* **DATASET ENTRIES**

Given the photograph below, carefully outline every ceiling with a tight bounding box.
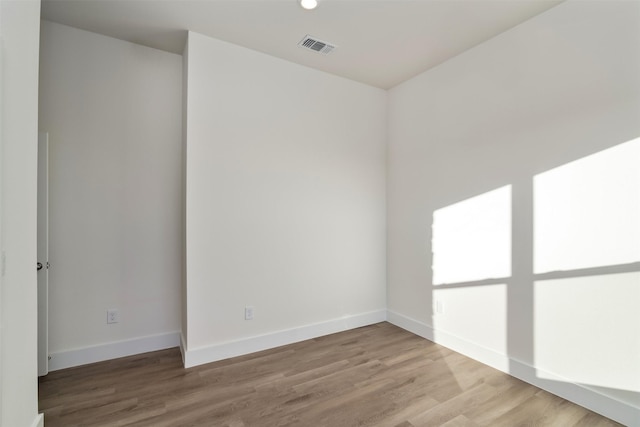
[41,0,564,89]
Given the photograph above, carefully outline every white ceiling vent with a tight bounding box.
[298,35,336,55]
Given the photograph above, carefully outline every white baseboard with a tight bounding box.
[508,358,640,427]
[44,310,638,425]
[386,310,640,427]
[48,331,181,371]
[183,309,387,368]
[32,413,44,427]
[386,310,510,372]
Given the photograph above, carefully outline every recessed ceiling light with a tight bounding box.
[300,0,318,10]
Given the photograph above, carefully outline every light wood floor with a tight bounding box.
[39,322,621,427]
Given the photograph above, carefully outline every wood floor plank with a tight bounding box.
[38,322,623,427]
[462,379,538,425]
[439,415,481,427]
[408,383,500,427]
[575,411,626,427]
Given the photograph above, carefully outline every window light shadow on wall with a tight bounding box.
[534,137,640,274]
[431,185,512,370]
[534,272,640,392]
[533,137,640,393]
[432,185,512,285]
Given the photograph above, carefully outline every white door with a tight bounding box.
[37,132,49,377]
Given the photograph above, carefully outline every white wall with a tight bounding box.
[387,0,640,424]
[0,0,43,426]
[38,21,183,367]
[183,32,387,364]
[28,2,639,423]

* **WHAT IS EXPECTED**
Pictures are to be left out; the rest of the listing should be printed exactly.

* **YOUR RESPONSE**
Given the photograph below, carefully outline every ceiling with a tight bounding box.
[41,0,564,89]
Given the photograph above, carefully outline every white ceiling vent with a tight bounding box.
[298,35,336,55]
Given the photograph above, carefully outline every white baseboard with a tight bounding box.
[508,358,640,427]
[44,310,638,425]
[386,310,640,427]
[48,331,181,371]
[183,309,387,368]
[32,413,44,427]
[386,310,510,372]
Given the photograph above, carefully outline every recessed ceiling light with a tight bounding box.
[300,0,318,10]
Given the photograph above, carefully outline every light wood floor with a tight bounding box.
[39,322,621,427]
Given the photograph above, carefully outline every wood floor plank with a tight bounding box.
[38,322,623,427]
[462,379,538,425]
[439,415,481,427]
[408,383,500,427]
[575,411,626,427]
Given the photograph above, carefully outline every window light shadow on wall with a tight bounding box.
[534,137,640,274]
[431,185,512,370]
[534,272,640,392]
[533,137,640,393]
[432,185,512,285]
Given the photograph above, carefully outline every white door with a tight bounding box.
[37,132,49,377]
Given the photograph above, carefully outline every white wall with a tight bounding box.
[387,0,640,424]
[0,0,43,426]
[38,21,183,367]
[183,32,387,364]
[28,2,639,423]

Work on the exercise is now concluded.